- **WHAT THE EXERCISE ASKS**: Repeat back the entries that follow, keeping every word as it is.
*-*-*
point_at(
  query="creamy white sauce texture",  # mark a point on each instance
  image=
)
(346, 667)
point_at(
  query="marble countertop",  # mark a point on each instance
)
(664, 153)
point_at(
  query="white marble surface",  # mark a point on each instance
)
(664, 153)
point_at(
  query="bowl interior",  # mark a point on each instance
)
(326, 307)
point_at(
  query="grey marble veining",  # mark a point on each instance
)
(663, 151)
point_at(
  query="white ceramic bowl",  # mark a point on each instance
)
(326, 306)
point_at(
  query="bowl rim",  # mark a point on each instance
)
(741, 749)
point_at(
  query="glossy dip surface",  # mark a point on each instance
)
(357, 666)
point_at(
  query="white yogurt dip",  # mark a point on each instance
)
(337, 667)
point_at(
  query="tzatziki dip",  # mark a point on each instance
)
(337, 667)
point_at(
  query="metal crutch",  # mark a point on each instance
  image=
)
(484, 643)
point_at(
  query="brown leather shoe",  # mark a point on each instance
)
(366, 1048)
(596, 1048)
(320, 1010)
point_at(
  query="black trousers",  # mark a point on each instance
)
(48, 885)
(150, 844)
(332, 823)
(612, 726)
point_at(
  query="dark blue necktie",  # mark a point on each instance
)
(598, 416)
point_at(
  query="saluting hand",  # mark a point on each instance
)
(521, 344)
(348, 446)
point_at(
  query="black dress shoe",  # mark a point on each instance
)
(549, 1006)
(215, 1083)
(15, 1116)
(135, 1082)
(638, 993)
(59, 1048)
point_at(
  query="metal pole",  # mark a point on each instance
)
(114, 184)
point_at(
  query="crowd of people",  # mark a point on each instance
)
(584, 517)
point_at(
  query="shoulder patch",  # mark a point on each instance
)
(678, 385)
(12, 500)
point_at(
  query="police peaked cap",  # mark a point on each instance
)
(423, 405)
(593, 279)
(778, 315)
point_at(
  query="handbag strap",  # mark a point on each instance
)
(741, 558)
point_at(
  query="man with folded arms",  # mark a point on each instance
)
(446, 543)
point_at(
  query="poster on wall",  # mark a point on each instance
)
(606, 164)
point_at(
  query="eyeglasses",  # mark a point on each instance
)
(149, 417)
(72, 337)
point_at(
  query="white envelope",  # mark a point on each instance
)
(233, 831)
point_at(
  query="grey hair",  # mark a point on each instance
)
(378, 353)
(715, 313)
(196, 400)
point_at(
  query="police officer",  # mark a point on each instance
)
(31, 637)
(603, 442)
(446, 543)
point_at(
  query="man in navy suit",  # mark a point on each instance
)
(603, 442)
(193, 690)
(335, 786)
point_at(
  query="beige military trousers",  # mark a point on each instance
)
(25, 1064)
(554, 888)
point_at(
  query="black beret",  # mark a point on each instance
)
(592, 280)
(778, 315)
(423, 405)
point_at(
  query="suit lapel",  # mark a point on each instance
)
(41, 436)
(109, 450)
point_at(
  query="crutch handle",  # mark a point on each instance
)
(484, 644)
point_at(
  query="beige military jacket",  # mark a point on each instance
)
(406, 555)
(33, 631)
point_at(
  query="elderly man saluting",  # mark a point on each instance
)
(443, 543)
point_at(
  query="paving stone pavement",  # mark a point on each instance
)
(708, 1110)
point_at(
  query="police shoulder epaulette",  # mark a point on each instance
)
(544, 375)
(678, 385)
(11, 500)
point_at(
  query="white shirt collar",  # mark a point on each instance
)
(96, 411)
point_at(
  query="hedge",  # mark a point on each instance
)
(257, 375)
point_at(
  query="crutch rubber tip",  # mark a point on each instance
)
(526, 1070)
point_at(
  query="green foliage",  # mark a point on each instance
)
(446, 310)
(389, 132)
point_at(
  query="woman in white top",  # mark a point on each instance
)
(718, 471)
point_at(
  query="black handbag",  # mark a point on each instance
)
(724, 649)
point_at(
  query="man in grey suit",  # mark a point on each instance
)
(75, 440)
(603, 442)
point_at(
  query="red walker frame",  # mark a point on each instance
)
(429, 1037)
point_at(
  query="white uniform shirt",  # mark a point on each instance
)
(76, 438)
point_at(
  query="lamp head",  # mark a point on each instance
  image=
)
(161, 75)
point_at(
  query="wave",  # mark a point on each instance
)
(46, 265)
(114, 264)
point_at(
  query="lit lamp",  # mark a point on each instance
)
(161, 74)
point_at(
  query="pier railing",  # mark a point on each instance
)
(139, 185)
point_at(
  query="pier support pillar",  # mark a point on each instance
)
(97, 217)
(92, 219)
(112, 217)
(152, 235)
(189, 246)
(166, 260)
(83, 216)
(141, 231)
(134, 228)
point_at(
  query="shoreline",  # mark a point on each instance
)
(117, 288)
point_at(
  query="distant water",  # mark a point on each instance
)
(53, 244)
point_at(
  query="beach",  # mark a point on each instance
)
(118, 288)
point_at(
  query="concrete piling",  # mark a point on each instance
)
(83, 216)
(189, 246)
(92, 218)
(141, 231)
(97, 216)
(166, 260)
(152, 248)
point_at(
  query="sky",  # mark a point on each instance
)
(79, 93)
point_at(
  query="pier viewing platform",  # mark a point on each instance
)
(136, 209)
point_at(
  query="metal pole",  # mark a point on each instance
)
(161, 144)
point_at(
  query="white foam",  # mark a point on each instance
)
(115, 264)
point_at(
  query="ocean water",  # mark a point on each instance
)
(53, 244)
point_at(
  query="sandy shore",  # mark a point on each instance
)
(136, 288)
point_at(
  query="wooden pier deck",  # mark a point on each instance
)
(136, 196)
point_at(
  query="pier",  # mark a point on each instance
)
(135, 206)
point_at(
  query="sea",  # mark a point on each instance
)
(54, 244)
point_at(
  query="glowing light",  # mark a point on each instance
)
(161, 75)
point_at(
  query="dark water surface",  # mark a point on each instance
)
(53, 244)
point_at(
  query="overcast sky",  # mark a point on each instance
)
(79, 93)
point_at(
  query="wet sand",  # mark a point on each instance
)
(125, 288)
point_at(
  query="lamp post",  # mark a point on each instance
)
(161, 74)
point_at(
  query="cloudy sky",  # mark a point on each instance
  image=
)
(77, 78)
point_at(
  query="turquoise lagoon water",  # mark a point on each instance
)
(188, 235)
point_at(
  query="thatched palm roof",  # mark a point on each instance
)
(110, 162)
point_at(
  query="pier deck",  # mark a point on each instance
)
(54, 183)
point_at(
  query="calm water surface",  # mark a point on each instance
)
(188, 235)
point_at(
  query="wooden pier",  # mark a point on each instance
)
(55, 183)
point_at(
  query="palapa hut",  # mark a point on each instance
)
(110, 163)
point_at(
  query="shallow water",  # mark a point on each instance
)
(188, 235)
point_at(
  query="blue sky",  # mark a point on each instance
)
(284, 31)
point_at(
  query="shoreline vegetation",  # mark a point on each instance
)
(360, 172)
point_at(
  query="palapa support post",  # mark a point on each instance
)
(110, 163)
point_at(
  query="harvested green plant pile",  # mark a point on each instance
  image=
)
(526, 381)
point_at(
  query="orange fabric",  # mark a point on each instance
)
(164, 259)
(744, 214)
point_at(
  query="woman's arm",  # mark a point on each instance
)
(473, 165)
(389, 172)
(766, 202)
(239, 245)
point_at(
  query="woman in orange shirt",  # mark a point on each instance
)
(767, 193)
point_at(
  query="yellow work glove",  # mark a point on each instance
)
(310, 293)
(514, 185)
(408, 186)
*-*-*
- **RESPONSE**:
point_at(
  query="creamy white sauce texture",  # mark a point on each instance
  image=
)
(346, 667)
point_at(
  query="marble countertop",  # mark a point on each instance
)
(664, 153)
point_at(
  query="white marble surface",  # mark a point on each instance
)
(664, 153)
point_at(
  query="bowl interior",  # mark a point on each instance
)
(326, 307)
point_at(
  query="grey marble veining",  # mark a point on each instance
)
(663, 151)
point_at(
  query="white ceramic bowl",  # mark a point on each instance
)
(326, 306)
point_at(
  query="bowl rim",  # mark a point on each instance
)
(741, 749)
point_at(
  query="glossy dip surface",  # mark a point on each instance
)
(357, 666)
point_at(
  query="white yogurt dip",  # mark a point on each instance
)
(337, 667)
point_at(
  query="tzatziki dip",  # mark a point on each instance
)
(337, 667)
point_at(
  query="metal crutch",  # mark a point on each instance
  image=
)
(484, 643)
point_at(
  query="brown leather shoe",  # mark a point on each instance
)
(366, 1048)
(596, 1048)
(320, 1010)
point_at(
  query="black trousers",  # mark a point on each instance
)
(48, 885)
(150, 844)
(332, 823)
(612, 726)
point_at(
  query="dark blue necktie",  # mark a point on each instance
)
(598, 416)
point_at(
  query="saluting hand",  # mark a point on each instance
)
(521, 344)
(348, 446)
point_at(
  query="black dress shoe",  # mark a point on each instance
)
(549, 1006)
(215, 1083)
(15, 1116)
(135, 1082)
(638, 993)
(59, 1048)
point_at(
  query="metal pole",  # mark a point on each instance
)
(114, 184)
point_at(
  query="crowd of people",  # mark a point on each instance
)
(584, 517)
point_at(
  query="shoulder patch",  # mark a point on each instance
)
(678, 385)
(12, 500)
point_at(
  query="police peaked cap",  # mark a point on each instance
)
(423, 405)
(593, 279)
(778, 315)
point_at(
  query="handbag strap",  # mark a point on each instance
)
(741, 558)
point_at(
  query="man with folded arms",  # mark a point on each instance
)
(446, 543)
point_at(
  query="poster on wall",  # mark a point on each instance
)
(606, 164)
point_at(
  query="eyeglasses",  # mark a point on each instance
)
(149, 417)
(72, 337)
point_at(
  query="white envelope",  # mark a point on each instance
)
(233, 831)
point_at(
  query="grey hair",  # mark a point on each instance
)
(378, 353)
(715, 313)
(196, 400)
point_at(
  query="police officer",  # mark a point on each instance
)
(31, 637)
(603, 442)
(446, 543)
point_at(
  query="man in navy suit",  # mark a point on each instance
)
(603, 442)
(193, 690)
(335, 786)
point_at(
  query="beige military trousers",  # mark a point on each instance
)
(25, 1064)
(554, 888)
point_at(
  query="black beret",  # mark a point on each instance
)
(592, 280)
(778, 315)
(423, 405)
point_at(
  query="suit lapel",  # mark a point on each instance
)
(41, 436)
(109, 450)
point_at(
  query="crutch handle",  # mark a point on each instance
)
(484, 644)
point_at(
  query="beige military jacket",  # mark a point on each instance
)
(406, 555)
(33, 631)
point_at(
  query="elderly man saluting",  # mark a point on each instance
)
(443, 543)
point_at(
  query="paving stone pavement",  # mark a point on each instance
)
(708, 1110)
point_at(
  query="police shoulder epaulette",  # mark a point on each instance
)
(544, 375)
(678, 385)
(11, 500)
point_at(
  query="white shirt collar",  # mark a point on each instance
)
(96, 411)
point_at(
  query="hedge",  # mark a point on each instance
)
(257, 375)
point_at(
  query="crutch rubber tip",  # mark a point on each instance
)
(526, 1070)
point_at(
  query="green foliage",  # mark a point on each instance
)
(446, 310)
(389, 132)
point_at(
  query="woman in white top",  # mark a point on each instance
)
(718, 471)
point_at(
  query="black handbag",  # mark a point on each instance
)
(724, 649)
point_at(
  query="man in grey suit",  # mark a point on each instance
)
(75, 440)
(603, 442)
point_at(
  query="red walker frame",  # mark a point on each instance
)
(429, 1037)
point_at(
  query="white uniform shirt",  # mark a point on each instance
)
(76, 438)
point_at(
  query="lamp head",  # mark a point on each instance
  image=
)
(161, 75)
point_at(
  query="wave",  # mark a point on each instance
)
(46, 265)
(114, 264)
point_at(
  query="lit lamp",  # mark a point on each instance
)
(161, 74)
point_at(
  query="pier railing",  # mark a point on each instance
)
(139, 185)
point_at(
  query="pier support pillar",  # mark a point on each instance
)
(97, 217)
(92, 219)
(112, 217)
(152, 235)
(189, 246)
(166, 260)
(83, 216)
(141, 231)
(134, 228)
point_at(
  query="shoreline",  # mark a point on each instance
)
(117, 288)
point_at(
  query="distant water",  # mark a point on each instance
)
(53, 244)
point_at(
  query="beach",  # mark a point on each instance
)
(118, 288)
point_at(
  query="concrete piling",  # mark a point on each instance
)
(83, 216)
(189, 246)
(92, 218)
(141, 231)
(97, 216)
(166, 260)
(152, 248)
point_at(
  query="sky",  # mark a point on each instance
)
(79, 93)
point_at(
  query="pier viewing platform",  # mark a point on each instance
)
(136, 209)
point_at(
  query="metal pole",  # mark a point on each instance
)
(161, 144)
point_at(
  query="white foam",  # mark a point on each instance
)
(115, 264)
point_at(
  query="ocean water",  # mark a point on each instance
)
(53, 244)
point_at(
  query="sandy shore",  # mark a point on each instance
)
(136, 288)
point_at(
  query="wooden pier deck",  # mark a point on each instance
)
(136, 196)
point_at(
  query="pier",  # mark a point on each instance
)
(135, 206)
point_at(
  query="sea",  # mark a point on each instance
)
(54, 244)
point_at(
  query="glowing light",  # mark a point on each instance
)
(161, 75)
point_at(
  query="dark water surface",  # mark a point on each instance
)
(53, 244)
point_at(
  query="overcast sky",  # mark a point on each instance
)
(79, 93)
point_at(
  query="wet sand",  # mark a point on each instance
)
(125, 288)
point_at(
  query="lamp post",  # mark a point on each instance
)
(161, 74)
point_at(
  query="cloudy sky",  # mark a point on each instance
  image=
)
(77, 78)
point_at(
  query="turquoise lagoon water",  # mark a point on each instance
)
(188, 235)
point_at(
  query="thatched palm roof",  # mark a point on each instance
)
(110, 162)
point_at(
  query="pier deck",  # mark a point on each instance
)
(54, 183)
point_at(
  query="calm water surface",  # mark a point on each instance
)
(188, 235)
point_at(
  query="wooden pier",  # mark a point on each instance
)
(55, 183)
point_at(
  query="palapa hut",  # mark a point on each instance
)
(110, 163)
point_at(
  query="shallow water",  # mark a point on each instance
)
(188, 235)
point_at(
  query="blue sky",  # mark a point on each instance
)
(284, 31)
point_at(
  query="shoreline vegetation",  # mark a point on each instance
)
(360, 172)
point_at(
  query="palapa support post",  # mark a point on each instance
)
(110, 163)
point_at(
  query="harvested green plant pile",  # mark a point on each instance
  image=
)
(526, 381)
point_at(
  query="orange fabric",  # mark a point on each instance
)
(164, 259)
(744, 214)
point_at(
  query="woman's arm",  # mark a point on each instance
)
(473, 165)
(389, 172)
(766, 202)
(239, 245)
point_at(
  query="woman in orange shirt",  # mark a point on each instance
)
(767, 193)
point_at(
  query="yellow work glove",  # mark a point on each instance
)
(310, 293)
(514, 185)
(408, 186)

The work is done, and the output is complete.